§ Aim:
Pictures appear in the records below; write out everything else exactly.

(Records)
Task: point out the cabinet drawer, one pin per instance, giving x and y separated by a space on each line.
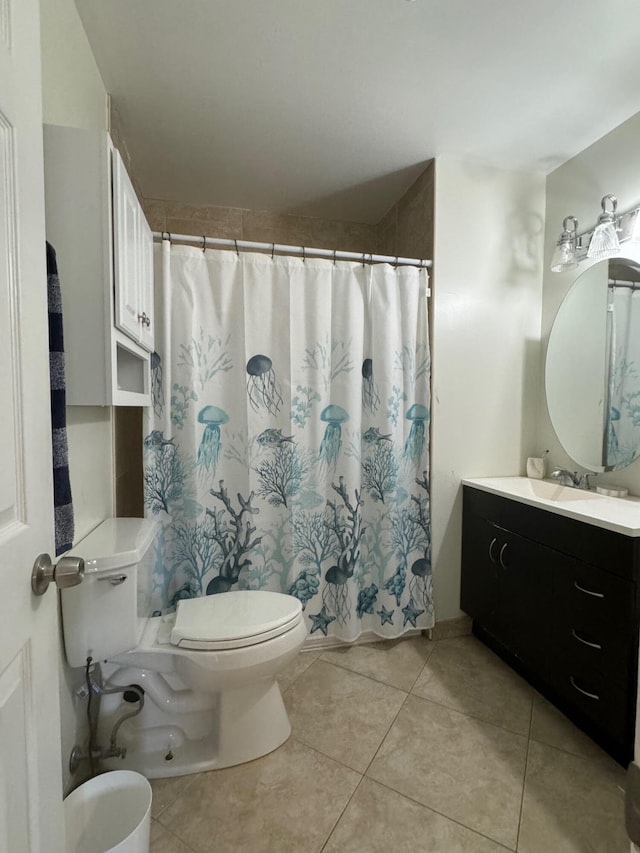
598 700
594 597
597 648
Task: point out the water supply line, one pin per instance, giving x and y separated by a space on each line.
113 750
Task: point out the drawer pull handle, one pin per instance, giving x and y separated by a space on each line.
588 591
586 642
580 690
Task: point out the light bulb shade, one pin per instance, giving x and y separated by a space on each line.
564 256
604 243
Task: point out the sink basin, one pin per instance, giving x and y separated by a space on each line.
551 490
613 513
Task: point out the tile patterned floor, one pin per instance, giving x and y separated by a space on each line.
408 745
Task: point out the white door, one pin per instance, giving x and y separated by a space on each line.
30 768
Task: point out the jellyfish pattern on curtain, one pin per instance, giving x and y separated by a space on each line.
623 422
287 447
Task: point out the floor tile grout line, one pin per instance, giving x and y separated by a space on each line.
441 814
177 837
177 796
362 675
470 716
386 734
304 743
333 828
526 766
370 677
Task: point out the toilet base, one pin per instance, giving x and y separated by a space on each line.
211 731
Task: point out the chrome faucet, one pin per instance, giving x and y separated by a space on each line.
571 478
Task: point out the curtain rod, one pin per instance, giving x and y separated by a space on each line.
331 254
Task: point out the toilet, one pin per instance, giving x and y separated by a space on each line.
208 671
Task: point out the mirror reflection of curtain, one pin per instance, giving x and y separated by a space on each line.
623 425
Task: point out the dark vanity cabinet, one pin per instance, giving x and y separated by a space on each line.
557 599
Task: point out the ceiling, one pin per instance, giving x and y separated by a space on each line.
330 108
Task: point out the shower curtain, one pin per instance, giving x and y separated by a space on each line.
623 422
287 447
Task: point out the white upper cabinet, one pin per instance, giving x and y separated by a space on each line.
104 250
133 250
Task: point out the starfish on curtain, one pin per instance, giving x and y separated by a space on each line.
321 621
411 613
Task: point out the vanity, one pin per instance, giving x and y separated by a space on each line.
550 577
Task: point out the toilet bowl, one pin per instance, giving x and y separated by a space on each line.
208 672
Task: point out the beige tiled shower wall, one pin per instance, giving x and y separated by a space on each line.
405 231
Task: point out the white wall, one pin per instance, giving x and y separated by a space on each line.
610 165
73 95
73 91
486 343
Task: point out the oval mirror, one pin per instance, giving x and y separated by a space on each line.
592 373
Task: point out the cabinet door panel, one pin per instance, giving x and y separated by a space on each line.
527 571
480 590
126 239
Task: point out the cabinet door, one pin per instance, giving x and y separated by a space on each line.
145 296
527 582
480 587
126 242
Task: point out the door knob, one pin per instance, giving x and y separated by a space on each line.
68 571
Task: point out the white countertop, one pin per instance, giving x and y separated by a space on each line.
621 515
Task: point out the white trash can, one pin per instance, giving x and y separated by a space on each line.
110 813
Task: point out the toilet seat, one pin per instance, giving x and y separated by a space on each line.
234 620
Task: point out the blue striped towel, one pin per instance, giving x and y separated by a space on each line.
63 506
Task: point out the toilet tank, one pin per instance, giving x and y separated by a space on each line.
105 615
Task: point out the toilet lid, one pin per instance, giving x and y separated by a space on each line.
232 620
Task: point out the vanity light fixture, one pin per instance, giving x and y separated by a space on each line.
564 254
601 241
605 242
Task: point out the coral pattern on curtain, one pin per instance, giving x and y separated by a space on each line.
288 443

§ Problem solution:
Task: point out the cabinet drawer, one pin per instance, giving x and y separated by a space on each line.
598 700
594 597
597 648
Task: point out the water supply line, one pin per instance, giving x and y separated by a space on each line.
113 750
Task: point out the drawer pull handle, one pin per instance, giving x and y separated by a space on each line.
588 591
586 642
580 690
Task: point out the light bulb shade, one pin per instance, giving x and y separated by a space on each line.
564 256
604 243
Task: point out the sink basin, one pin per instance, giving x and y separated by a space on each line.
551 490
613 513
Task: point out the tile patterned floor, one pin per instance, giving x and y separated by a space on each line.
408 745
Task: point out the white door, one pin per instance, giving x and y separated by a space on each line.
30 768
Task: point out the jellyfish pattern on curtain, one pin per instance, giving x and y separated by a space on each line.
623 422
287 447
Task: point out the floor tile grout line, one pin per instance, giving x and y separated by a space on each line.
441 814
177 837
177 796
362 675
470 716
386 734
304 743
333 828
526 766
370 677
Task: point out the toilet base, one pin per instance, giving x and y separated by a space on each line.
211 731
Task: point out the chrome faucet, one pin per instance, giving x and y separated by a space on each line.
571 478
Task: point out the curtain rod, one pin per instance, giving x and y separated by a space on each line.
331 254
Task: point out the toilet, one pin per instance, giving x and y separated by a space on each line.
208 671
Task: point out the mirror reflection of curtain, one pin per instance, giving x and y separated by a space on each line.
623 425
Task: point out the dark vanity cabinet, one pin per instance, giving x and y separated by a space on each line.
557 599
Task: point out the ceiling, one pin per instance, giving x and y separated by a space on each line.
330 108
Task: point out the shower curtain, one pin per instance, giving x and y separated by a space on each line.
623 422
287 447
Task: point out the white upper cabinet, one pin per instance, giving x and y separated by a space on each line.
104 250
133 250
Task: point out the starfish on curtain, one pin per instance, giving x and y separated by a space on each line.
321 621
411 613
Task: point out the vanity, one pin per instance, giving x and y separated by a space on each line.
550 577
Task: point out the toilet bowl, one pin per instance, giving x and y separated by a space on each line.
208 672
Task: point out the beige tiled shower wall, one pin per instance, giving x and y separated by a space on each line.
405 231
Task: point out the white wall, one pin per instance, giving x and y separated by a space on each line.
610 165
73 95
73 91
486 343
Task: point out the oval mirror, one pin per instance, giving x and y separated by a space on each line.
592 373
Task: point out the cabinet door panel, one pin per instance, giving x and y separated by a space on each line.
527 571
480 590
126 239
Task: point out the cabinet door, one pin per instance, giving x and y separated by a space on each line.
145 296
527 582
480 587
126 242
Task: point out the door knob, one pin per instance, giving x and y separated by a space on each line.
68 571
Task: point out the white countertop, one pin per instance, giving x and y separated by a space on each line.
621 515
Task: point out the white trash can, one pin per instance, giving x and y separated by a space on each line.
110 813
Task: point out the toilet seat, one pin per instance, giving x and y separated by a space on each line.
234 620
Task: point out the blue striped towel, one pin per instance, giving x and y separated by a space on each line.
63 506
Task: point out the toilet tank, one pin per instance, giving x and y separated by a space on each line.
105 615
Task: point out the toilet lid, one pin per instance, giving x and y separated by a space on each line.
232 620
Task: point out the vanity light fixture, one pin per instance, giving x and y separated by a space on each line.
564 254
601 241
605 242
Task: point out the coral pattern on curtain, one pin per instance, giving x and y separated by a space on each line.
288 443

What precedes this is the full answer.